- Opening Delimiter -
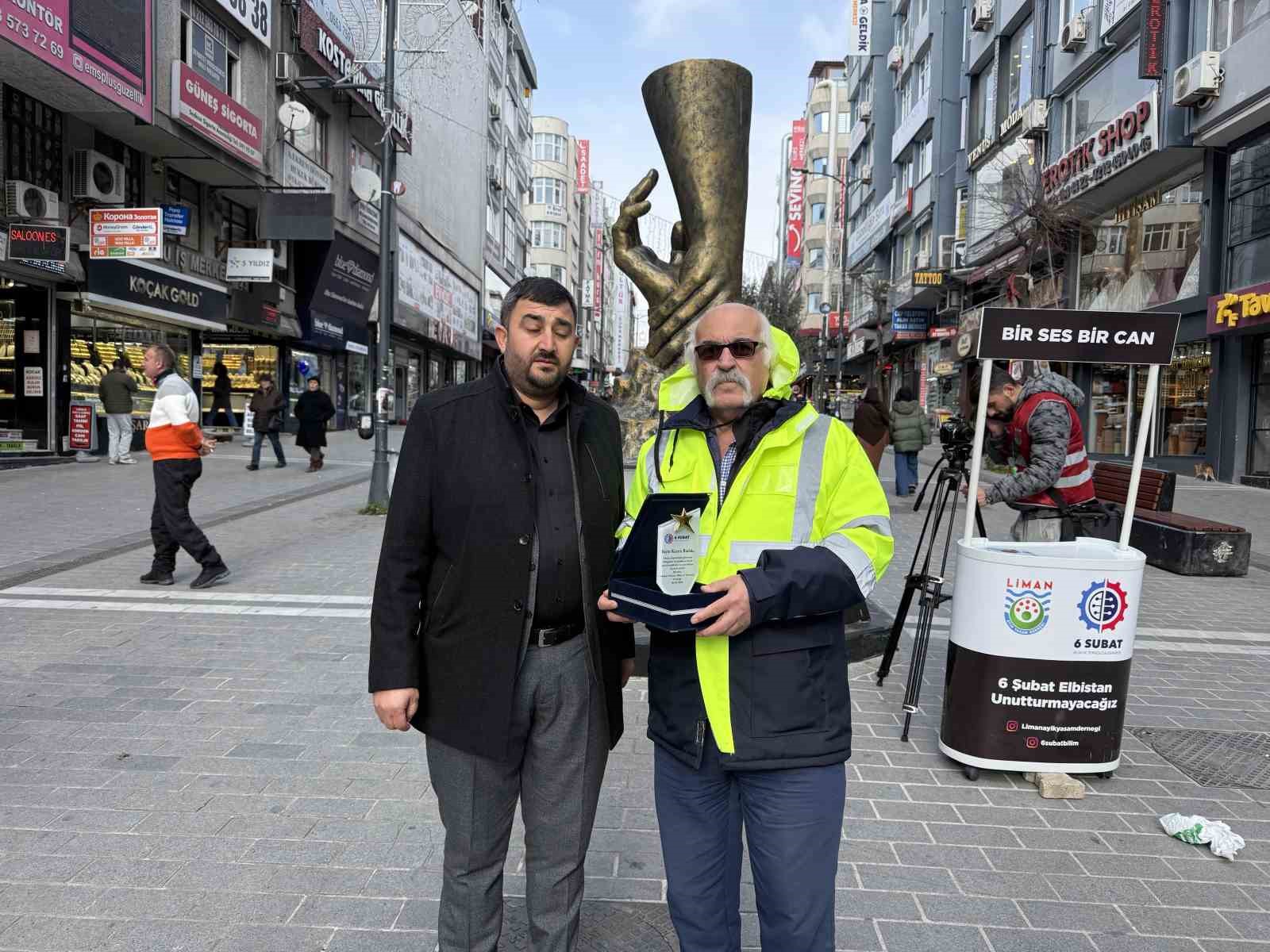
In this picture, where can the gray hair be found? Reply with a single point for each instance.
(765, 334)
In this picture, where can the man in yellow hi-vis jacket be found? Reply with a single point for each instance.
(751, 716)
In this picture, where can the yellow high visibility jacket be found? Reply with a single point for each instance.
(806, 524)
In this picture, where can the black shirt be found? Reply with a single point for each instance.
(558, 598)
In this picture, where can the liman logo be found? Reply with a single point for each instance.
(1028, 603)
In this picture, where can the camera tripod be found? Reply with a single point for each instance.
(950, 474)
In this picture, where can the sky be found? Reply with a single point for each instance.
(592, 57)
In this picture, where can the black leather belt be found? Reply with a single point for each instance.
(546, 638)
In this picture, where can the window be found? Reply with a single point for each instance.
(184, 190)
(983, 105)
(1249, 216)
(235, 222)
(1156, 238)
(1232, 19)
(209, 48)
(311, 141)
(550, 148)
(548, 234)
(1020, 70)
(548, 190)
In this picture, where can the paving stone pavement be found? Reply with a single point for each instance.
(202, 771)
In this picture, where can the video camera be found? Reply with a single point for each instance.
(956, 437)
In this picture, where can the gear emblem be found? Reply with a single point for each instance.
(1103, 606)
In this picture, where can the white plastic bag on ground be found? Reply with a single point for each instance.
(1197, 829)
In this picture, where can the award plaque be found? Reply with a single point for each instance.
(654, 578)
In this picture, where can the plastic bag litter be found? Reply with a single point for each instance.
(1197, 829)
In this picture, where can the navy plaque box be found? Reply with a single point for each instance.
(634, 581)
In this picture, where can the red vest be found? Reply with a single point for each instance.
(1076, 482)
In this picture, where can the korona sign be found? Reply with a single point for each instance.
(1080, 336)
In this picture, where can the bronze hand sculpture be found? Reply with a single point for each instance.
(700, 112)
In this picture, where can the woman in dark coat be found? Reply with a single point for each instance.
(221, 390)
(313, 410)
(873, 425)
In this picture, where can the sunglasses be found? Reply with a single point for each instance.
(741, 349)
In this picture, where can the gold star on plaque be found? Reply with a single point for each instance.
(683, 520)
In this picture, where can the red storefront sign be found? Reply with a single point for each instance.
(583, 167)
(794, 201)
(80, 431)
(198, 106)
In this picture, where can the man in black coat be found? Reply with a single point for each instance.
(484, 632)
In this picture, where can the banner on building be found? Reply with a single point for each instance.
(111, 55)
(794, 200)
(860, 29)
(583, 167)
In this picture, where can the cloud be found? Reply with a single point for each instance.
(658, 19)
(825, 38)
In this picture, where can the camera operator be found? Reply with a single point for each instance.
(1035, 427)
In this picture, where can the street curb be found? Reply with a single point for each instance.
(25, 573)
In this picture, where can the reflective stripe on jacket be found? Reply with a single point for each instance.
(806, 524)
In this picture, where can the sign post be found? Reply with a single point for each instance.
(1041, 635)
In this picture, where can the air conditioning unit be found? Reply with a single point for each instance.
(952, 251)
(1199, 79)
(25, 201)
(1075, 32)
(1035, 120)
(982, 16)
(97, 178)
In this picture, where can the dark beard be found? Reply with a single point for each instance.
(518, 374)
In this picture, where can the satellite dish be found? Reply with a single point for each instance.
(295, 117)
(366, 186)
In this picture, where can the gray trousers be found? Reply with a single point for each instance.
(556, 762)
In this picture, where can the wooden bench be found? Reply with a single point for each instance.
(1180, 543)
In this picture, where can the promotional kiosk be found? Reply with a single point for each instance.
(1041, 636)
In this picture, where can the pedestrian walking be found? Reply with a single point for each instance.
(221, 393)
(872, 425)
(751, 717)
(267, 406)
(314, 409)
(484, 630)
(910, 432)
(175, 443)
(116, 391)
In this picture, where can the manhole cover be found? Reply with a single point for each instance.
(606, 927)
(1214, 758)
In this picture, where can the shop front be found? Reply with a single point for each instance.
(436, 328)
(127, 308)
(337, 287)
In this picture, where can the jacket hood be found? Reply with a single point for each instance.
(1054, 384)
(681, 387)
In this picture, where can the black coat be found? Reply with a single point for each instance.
(313, 410)
(456, 570)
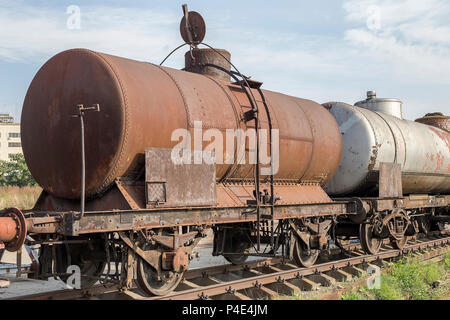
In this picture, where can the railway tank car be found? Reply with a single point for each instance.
(98, 134)
(142, 104)
(374, 131)
(386, 157)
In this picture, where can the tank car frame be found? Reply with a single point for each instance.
(154, 242)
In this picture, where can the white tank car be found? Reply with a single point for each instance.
(373, 131)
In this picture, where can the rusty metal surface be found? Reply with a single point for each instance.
(185, 184)
(196, 60)
(142, 104)
(436, 119)
(197, 28)
(390, 180)
(7, 229)
(281, 276)
(230, 195)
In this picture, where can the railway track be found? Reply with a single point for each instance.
(266, 278)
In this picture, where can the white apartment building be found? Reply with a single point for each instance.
(10, 142)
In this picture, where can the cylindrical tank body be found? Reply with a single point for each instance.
(388, 106)
(142, 104)
(436, 119)
(369, 138)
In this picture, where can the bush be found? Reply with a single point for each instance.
(15, 172)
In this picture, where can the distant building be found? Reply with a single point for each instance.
(10, 142)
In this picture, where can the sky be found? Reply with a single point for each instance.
(324, 50)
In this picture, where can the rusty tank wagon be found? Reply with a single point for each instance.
(127, 201)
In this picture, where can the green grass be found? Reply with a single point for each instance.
(22, 198)
(409, 279)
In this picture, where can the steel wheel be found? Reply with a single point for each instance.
(301, 256)
(424, 224)
(399, 244)
(148, 282)
(90, 269)
(369, 243)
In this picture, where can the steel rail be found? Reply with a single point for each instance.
(258, 281)
(282, 276)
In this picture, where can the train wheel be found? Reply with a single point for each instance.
(399, 244)
(369, 243)
(302, 256)
(151, 283)
(424, 224)
(90, 269)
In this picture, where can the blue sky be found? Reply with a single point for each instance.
(320, 50)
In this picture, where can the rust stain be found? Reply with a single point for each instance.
(443, 135)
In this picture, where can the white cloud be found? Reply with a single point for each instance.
(30, 32)
(410, 50)
(413, 39)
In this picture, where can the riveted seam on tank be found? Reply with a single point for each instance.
(392, 132)
(313, 131)
(373, 159)
(111, 174)
(238, 125)
(186, 108)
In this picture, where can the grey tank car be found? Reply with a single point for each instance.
(373, 131)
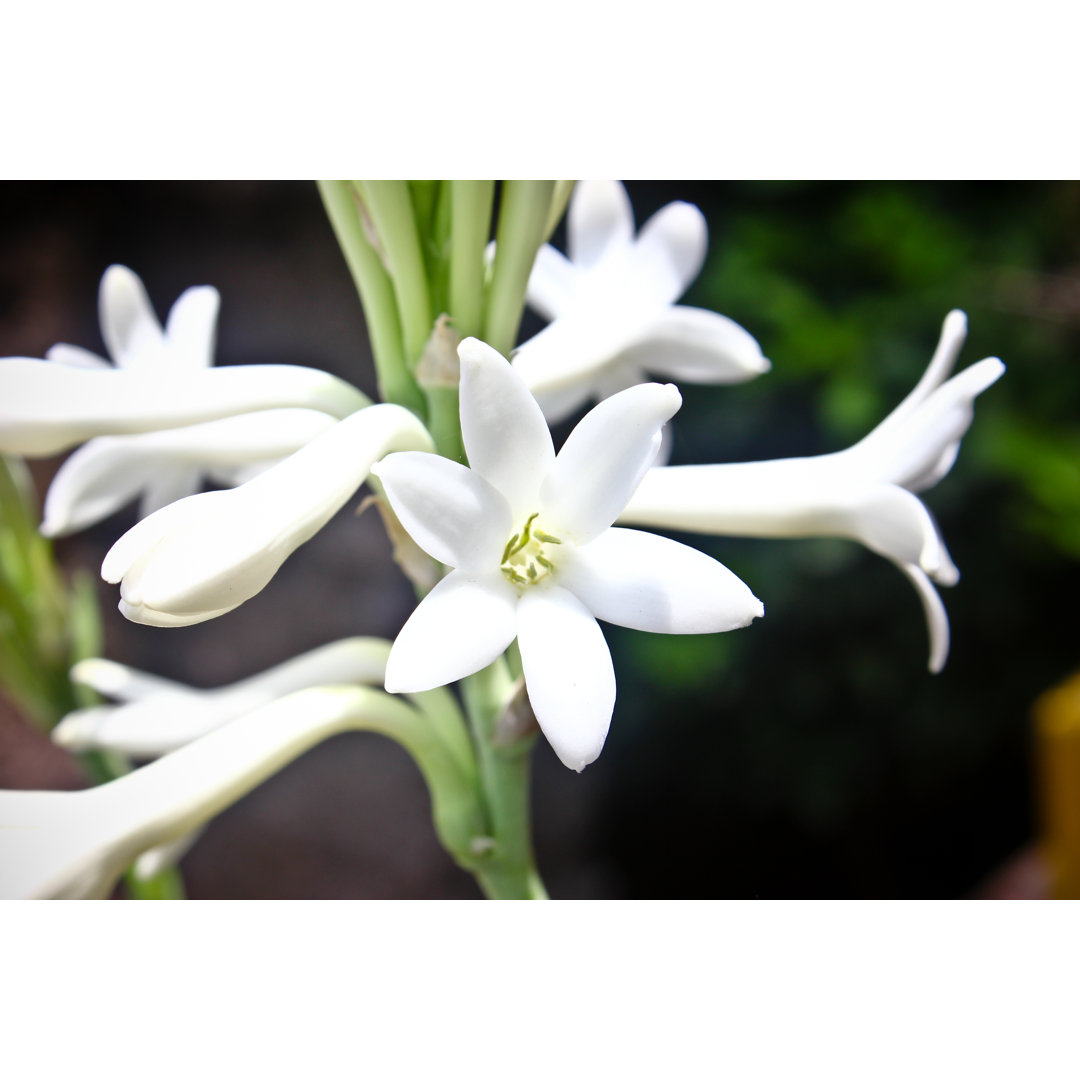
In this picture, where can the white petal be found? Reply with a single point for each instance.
(162, 715)
(93, 483)
(108, 472)
(696, 346)
(75, 356)
(552, 283)
(503, 430)
(670, 250)
(119, 680)
(131, 329)
(568, 673)
(206, 554)
(648, 582)
(75, 845)
(913, 451)
(794, 497)
(450, 511)
(169, 485)
(460, 626)
(191, 327)
(599, 219)
(934, 611)
(605, 458)
(953, 336)
(48, 407)
(150, 727)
- Closing Delimiter -
- _What is needed_
Write out the full listing verbatim, excluding its pictures.

- _Written answer_
In this picture, where can the gray hair be found? Reply with a single point for each instance.
(765, 334)
In this picture, where can the man in yellow hi-vis jacket be found? Reply with a single point for each instance.
(751, 716)
In this picture, where can the yellow high visibility jacket be found? Reply with a single point for each instance.
(806, 524)
In this picture, where can the black shirt be found? Reply with a single point for each instance.
(558, 598)
In this picture, where can the liman logo be found? Reply with a single point for each instance.
(1028, 603)
In this picture, where can the camera tripod be found? Reply with a single point for each instance.
(950, 474)
In this picture, where can the sky be found? Reply with a single point for each instance.
(592, 57)
In this picture, where can the black leather belt be found? Reply with a single point for each instance.
(546, 638)
In this picture, where can the window be found? Reply with a single point for each instance.
(184, 190)
(983, 105)
(1249, 216)
(235, 222)
(1156, 238)
(1232, 19)
(209, 48)
(311, 141)
(550, 148)
(548, 234)
(1020, 70)
(548, 190)
In this picture, where can the paving stone pavement be found? Reply with a single point for each instance.
(202, 771)
In this picture, where can the video camera be found? Reply with a single point for each instance.
(956, 437)
In this picture, where can the gear emblem be found? Reply with a single point for each instance.
(1103, 606)
In this picture, where can the white plastic bag on ground be found? Reply with a single point for each instance.
(1197, 829)
In this picture, where can the award plaque be found? Reply with a single point for each instance.
(654, 578)
In this picture, where can the plastic bag litter be found? Reply with a single point for each instance.
(1197, 829)
In this picture, where can the navy plaque box be found? Reply with a single point for each instance.
(634, 581)
In this picture, where can the red vest be found? Reply with a single point for each instance.
(1076, 482)
In this picture, where can the korona sign be found? Reply with a single point for each instance.
(1080, 336)
In this picture, where can the bronze hand sculpture be found? Reply with a single point for each instance.
(700, 112)
In this picture, where can the woman in dark coat be found? Reply with a single point for each instance.
(221, 390)
(313, 410)
(873, 425)
In this picture, where can the sunglasses be found? Reply with a single point for each instance.
(741, 349)
In this picture, where can the gold star on plaque be found? Reply with a single point for each instance.
(683, 520)
In this picture, where can the red storefront sign be found? Reply with a single point for each instance.
(583, 167)
(794, 201)
(80, 431)
(198, 106)
In this picture, where can the man in black coat be found? Reply with a single point for each instance.
(484, 632)
In this picture, where can the banner on building be found? Reply with a single point for each instance.
(111, 55)
(794, 200)
(860, 29)
(583, 167)
In this picture, where can the cloud be found? Reply with a single point for each instance.
(658, 19)
(825, 38)
In this picture, where can the camera operator be found? Reply with a single point for each instance.
(1035, 427)
In this picture, where can the street curb be found? Reply with a single point for each instance.
(25, 573)
In this picture, where can the reflective stripe on jacket be found? Reply with a single point for each instance.
(806, 524)
In this picture, where can the sign post be found? Reply with a single point for each instance.
(1041, 635)
In this picture, where can the air conditioning unit be found? Reply with a single point for each instance.
(952, 251)
(1199, 79)
(25, 201)
(1075, 32)
(1035, 120)
(982, 16)
(97, 178)
In this picture, where can the dark beard be found? Reply with a single point for each instance.
(518, 374)
In this picture, where can the satellite dish be found? Reply with a single point for each instance.
(295, 117)
(366, 186)
In this picture, where can the gray trousers be found? Reply with a single point for each instance.
(556, 762)
In this picture, where can the wooden bench be found? Reply with a single point for each instance.
(1180, 543)
In this picture, where can the promotional kiosk be found? Reply with a single point for each instance.
(1041, 636)
In this picture, where can the pedestrian walking be found? Reply with a single point for each instance.
(221, 393)
(872, 425)
(751, 717)
(267, 406)
(314, 409)
(484, 630)
(910, 432)
(175, 443)
(116, 391)
In this picture, where can the manhole cover be found? Reply with a single point for each instance.
(606, 927)
(1214, 758)
In this picture, where can the shop front be found? Reply with a single point for each instance.
(436, 328)
(127, 308)
(337, 287)
In this picture, where can the jacket hood be found? Reply with a single point for each instance.
(1054, 384)
(681, 387)
In this picture, where can the black coat be found? Reply with a single point for each instance.
(313, 410)
(456, 570)
In this picture, where can the railway tank car be found? Reply with a single point for each instance.
(98, 134)
(142, 104)
(374, 131)
(386, 157)
In this picture, where can the tank car frame be found? Reply with a single point for each instance.
(154, 242)
In this picture, where can the white tank car be found? Reply with a single point for each instance.
(373, 131)
In this picture, where can the rusty metal surface be found? Reply with a single point for each instance.
(185, 184)
(196, 60)
(142, 104)
(436, 119)
(197, 28)
(390, 180)
(7, 229)
(281, 276)
(230, 195)
In this picture, where can the railway track be found? Reply with a single point for each instance.
(266, 278)
In this picture, where can the white apartment building be found? Reply with a single point for each instance.
(10, 142)
In this picture, where can the cylindrical tank body be found? Reply with a single point for each instance.
(388, 106)
(142, 104)
(436, 119)
(369, 138)
In this picture, where can the bush be found? Reply with a single point for each instance.
(15, 172)
In this picture, where can the distant building be found? Reply with a single point for each instance.
(10, 142)
In this picture, where can the sky be found? Reply with a single point for each instance.
(324, 50)
In this picture, where can the rusty tank wagon be found? Reply with a single point for each instance.
(127, 201)
In this picture, where can the green grass be found? Reply with a single point for each instance.
(22, 198)
(409, 279)
In this picture, where can the steel wheel be found? Reply with a single point for each instance.
(301, 256)
(424, 224)
(399, 244)
(148, 282)
(90, 269)
(369, 243)
In this picture, where can the steel rail be found? Reply with a single point for each instance.
(258, 281)
(282, 276)
In this picture, where can the train wheel be found? Reply with a single point for each instance.
(399, 244)
(369, 243)
(302, 256)
(151, 283)
(424, 224)
(90, 269)
In this picture, where can the blue sky be found? Reply with a single point for each instance.
(320, 50)
In this picture, where can the rust stain be found? Reply with a single point for each instance.
(443, 135)
In this picture, where can the white cloud be found? Reply with a single point for each instance.
(30, 32)
(410, 50)
(413, 39)
In this picture, where can the riveted seam on tank be found? Reply with a single point for each instance.
(392, 132)
(313, 131)
(373, 159)
(111, 174)
(238, 125)
(186, 108)
In this picture, where can the grey tank car be found? Reply with a single point for each instance.
(373, 131)
In this picture, where can the white petal be found? Reply with a single point for each instance.
(162, 715)
(93, 483)
(108, 472)
(696, 346)
(75, 356)
(552, 283)
(503, 430)
(670, 250)
(119, 680)
(131, 329)
(568, 673)
(206, 554)
(648, 582)
(75, 845)
(913, 451)
(794, 497)
(450, 511)
(169, 485)
(460, 626)
(191, 327)
(599, 219)
(934, 611)
(605, 458)
(953, 336)
(48, 407)
(150, 727)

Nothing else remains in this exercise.